Would you set down every row below word for word, leaving out the pictures?

RECORDS start

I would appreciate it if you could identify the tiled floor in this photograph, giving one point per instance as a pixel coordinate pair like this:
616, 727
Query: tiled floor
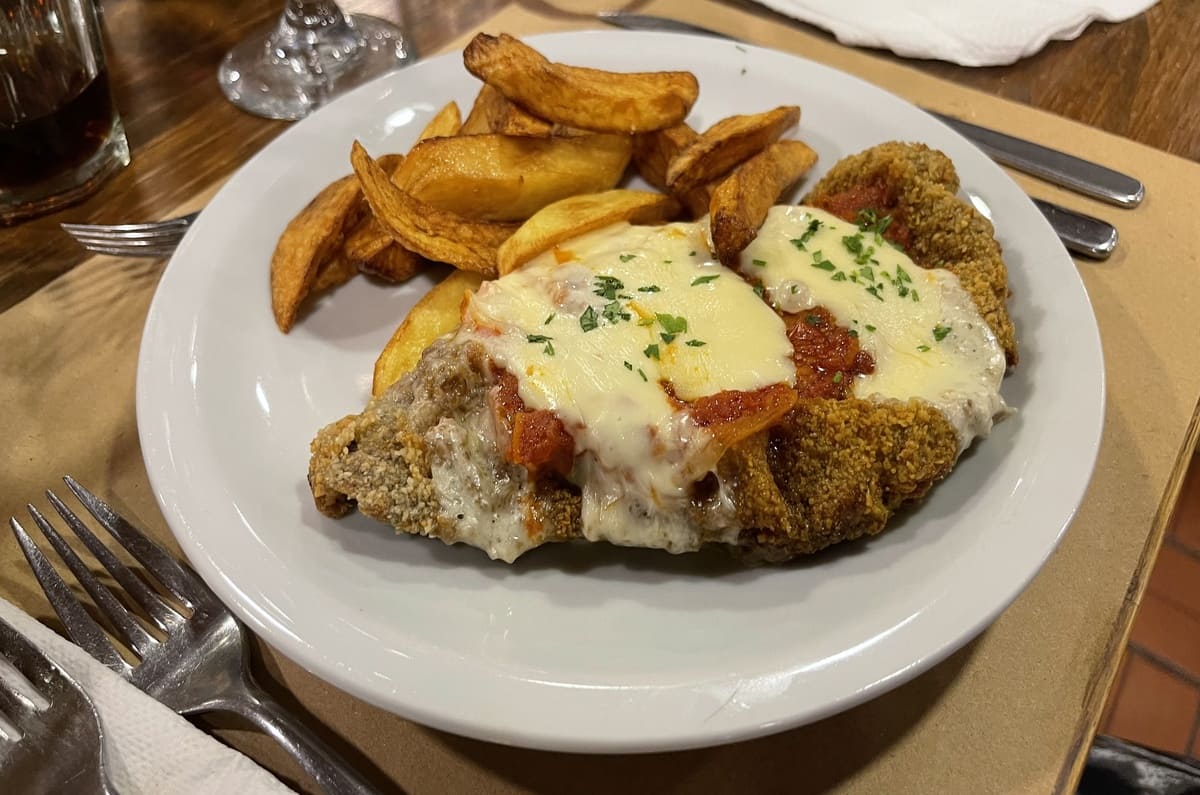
1156, 700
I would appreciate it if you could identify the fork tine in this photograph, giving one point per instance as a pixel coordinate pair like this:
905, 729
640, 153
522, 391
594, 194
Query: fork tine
25, 658
82, 628
131, 632
181, 221
163, 616
161, 237
120, 250
186, 586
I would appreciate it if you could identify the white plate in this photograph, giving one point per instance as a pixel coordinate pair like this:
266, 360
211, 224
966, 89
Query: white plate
583, 647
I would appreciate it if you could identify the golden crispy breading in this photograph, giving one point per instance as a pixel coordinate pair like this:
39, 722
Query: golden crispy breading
946, 231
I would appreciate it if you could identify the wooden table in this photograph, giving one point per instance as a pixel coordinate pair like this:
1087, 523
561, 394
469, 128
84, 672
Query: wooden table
163, 57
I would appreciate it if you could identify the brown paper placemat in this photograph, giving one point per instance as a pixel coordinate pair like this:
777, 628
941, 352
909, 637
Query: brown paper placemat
1011, 712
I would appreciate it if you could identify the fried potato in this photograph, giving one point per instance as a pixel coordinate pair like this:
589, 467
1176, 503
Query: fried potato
509, 178
726, 144
493, 113
576, 96
394, 263
436, 234
577, 214
307, 243
333, 274
741, 202
444, 124
653, 151
438, 312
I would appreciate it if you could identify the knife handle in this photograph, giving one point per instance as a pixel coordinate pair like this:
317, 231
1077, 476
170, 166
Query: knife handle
1054, 166
1080, 233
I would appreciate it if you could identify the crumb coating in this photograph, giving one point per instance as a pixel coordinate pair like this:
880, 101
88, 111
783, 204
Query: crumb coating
947, 232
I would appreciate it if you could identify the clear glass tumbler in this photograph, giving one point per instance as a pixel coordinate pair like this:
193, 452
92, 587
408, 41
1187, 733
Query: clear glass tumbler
60, 135
310, 54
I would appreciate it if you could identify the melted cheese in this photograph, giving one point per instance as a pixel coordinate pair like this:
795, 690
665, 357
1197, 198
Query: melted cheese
591, 330
928, 339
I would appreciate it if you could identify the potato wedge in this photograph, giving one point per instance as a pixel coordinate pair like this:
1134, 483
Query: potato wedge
742, 199
653, 151
509, 178
435, 234
395, 263
576, 96
333, 274
493, 113
573, 216
726, 144
444, 124
438, 312
310, 240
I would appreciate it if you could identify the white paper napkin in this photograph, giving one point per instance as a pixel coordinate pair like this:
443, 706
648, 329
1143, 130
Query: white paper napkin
970, 33
149, 749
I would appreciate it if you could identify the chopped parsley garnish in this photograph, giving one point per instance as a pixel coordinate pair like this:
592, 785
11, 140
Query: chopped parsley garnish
672, 323
541, 338
613, 312
801, 241
606, 287
870, 221
588, 321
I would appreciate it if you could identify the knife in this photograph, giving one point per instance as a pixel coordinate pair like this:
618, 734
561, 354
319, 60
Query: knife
1080, 233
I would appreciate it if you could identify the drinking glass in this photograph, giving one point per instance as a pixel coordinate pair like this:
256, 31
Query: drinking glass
312, 53
60, 136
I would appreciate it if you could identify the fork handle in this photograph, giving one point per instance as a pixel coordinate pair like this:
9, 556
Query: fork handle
327, 767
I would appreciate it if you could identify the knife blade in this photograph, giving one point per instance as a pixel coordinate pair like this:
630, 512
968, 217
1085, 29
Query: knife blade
1053, 166
1083, 234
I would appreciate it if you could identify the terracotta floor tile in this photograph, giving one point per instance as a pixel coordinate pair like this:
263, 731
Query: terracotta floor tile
1168, 631
1153, 707
1186, 526
1176, 577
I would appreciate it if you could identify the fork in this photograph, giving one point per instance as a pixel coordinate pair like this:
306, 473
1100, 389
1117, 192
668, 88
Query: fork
153, 239
58, 743
201, 664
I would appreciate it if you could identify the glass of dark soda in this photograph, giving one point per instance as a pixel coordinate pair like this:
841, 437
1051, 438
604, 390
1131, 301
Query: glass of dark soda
60, 136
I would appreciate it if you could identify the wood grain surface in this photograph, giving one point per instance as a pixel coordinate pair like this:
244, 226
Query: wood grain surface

RECORDS end

▶ _EXERCISE RESULT_
I would appreciate it if you could identify the tiled floor in this photograph, giving one point per instance as a pixel coordinate pair like this:
616, 727
Query: tiled floor
1156, 700
I would appreciate it if you could identify the fork tine in this photograph, giving one point per instance as a pixel coordinate pair like this:
905, 729
640, 153
522, 391
594, 194
Query: fork tine
25, 658
82, 628
131, 632
181, 221
163, 616
161, 237
120, 250
186, 586
I would appreciate it if you could identify the white plate in this photograph, giving one point per instance as a pixel coordinate pair like this:
266, 360
211, 224
966, 89
Query: white plate
583, 647
I would appreciate it if you could identify the golden crispy breading in this photograph, giving one point per instance as a pixel coordinate pair like this:
39, 722
Query: golden crispy breading
946, 231
I would appreciate it if you could identify the wooden table in this photograph, giving one point per instance as a pixel coordinate pair like this:
1087, 523
561, 394
469, 128
84, 672
Query: wooden table
163, 57
I would appreciate it if you could identify the brown paper placemat in this photograph, giving one point per instance as a pixel coordinate pair like this:
777, 628
941, 352
909, 637
Query: brown paper placemat
1011, 712
I would appreciate it if you could identify the fried potato in this photograph, giving one point per instance as a pixel coordinate pair like this:
589, 467
1176, 503
Query: fried potato
509, 178
726, 144
493, 113
576, 96
394, 263
436, 234
577, 214
307, 243
333, 274
741, 202
444, 124
653, 151
438, 312
I would appreciate it if you could identify the knife handle in this photograph, giving one point per instance as a pixel coordinate pair like this:
317, 231
1077, 476
170, 166
Query: knife handle
1054, 166
1080, 233
I would appreciate it if you could identify the crumb coating in this photograph, giving one point per instance as a pixel coordinate pair like this:
880, 101
88, 111
783, 204
Query: crumb coating
947, 232
I would appreciate it if you could identify the clear glass tumbler in this photograph, giving one point per instance as a pixel coordinate pair like this:
193, 452
92, 587
408, 41
1187, 733
Query: clear glass tumbler
60, 135
310, 54
I would appreciate it if you could identify the melted cheese in this photograph, giving one point per instance as a pixel coordinate pair like this:
795, 690
665, 357
1197, 198
Query: melted cheese
591, 330
928, 339
I would appreciate it if you could identify the potato wedge in this photograph, giving one point per instance as a pixel coordinate pair like this:
1134, 483
Query: potato wedge
742, 199
653, 151
509, 178
435, 234
395, 263
576, 96
333, 274
493, 113
573, 216
726, 144
444, 124
438, 312
310, 240
I would appreciate it if you could identify the white paper napkin in this photograph, giving one point per instance as a pixel coordinate pair like this:
443, 706
648, 329
1143, 130
Query: white paper napkin
970, 33
149, 749
I would appreciate it if you could identify the chopped parsley garnish in this photograph, giving one point per instance as a pixel coordinate pair like this:
592, 785
11, 140
Query: chopped parsley garnish
672, 323
541, 338
613, 312
801, 241
606, 287
870, 221
588, 321
I would appreciate it if you could identify the knife in this photograph, giving one point per instance as a pixel coordinate pair like this:
618, 734
561, 354
319, 60
Query: knife
1080, 233
I would appreciate it if you could identify the drinking glass in this photograph, giving one point per instance as a pixel coordinate pair like this:
256, 31
Query: drinking glass
312, 53
60, 136
I would appreciate it if you could identify the fork handle in this photograph, giving one point per instance as a pixel coordinate pair like this:
9, 556
Query: fork handle
327, 767
I would appreciate it if you could identify the knife blade in this photograph, giving one point per instance as a pixel coordinate pair like this:
630, 512
968, 217
1085, 29
Query: knife blade
1053, 166
1083, 234
I would appreciate it if you could identify the terracotta floor tile in this photograph, giving one point per instance as a pixel coordinate pair like this:
263, 731
Query: terracotta floor tile
1168, 631
1153, 707
1186, 526
1176, 577
I would appreciate it if you could identify the fork in this photograph, giving one point per instance as a pixel coordinate pair like this:
306, 473
1100, 389
1117, 192
668, 88
Query: fork
153, 239
58, 743
201, 664
I would appreciate it if you could identify the glass of dark soda in this photograph, giving one point per instance as a pixel coordinate pair like this:
841, 437
1051, 438
604, 390
1131, 301
Query: glass of dark soda
60, 136
I would appreciate it if you could identify the wood grain surface in this photograph, giving one point per instance as a pixel coordinate pair like this:
244, 226
Query: wood grain surface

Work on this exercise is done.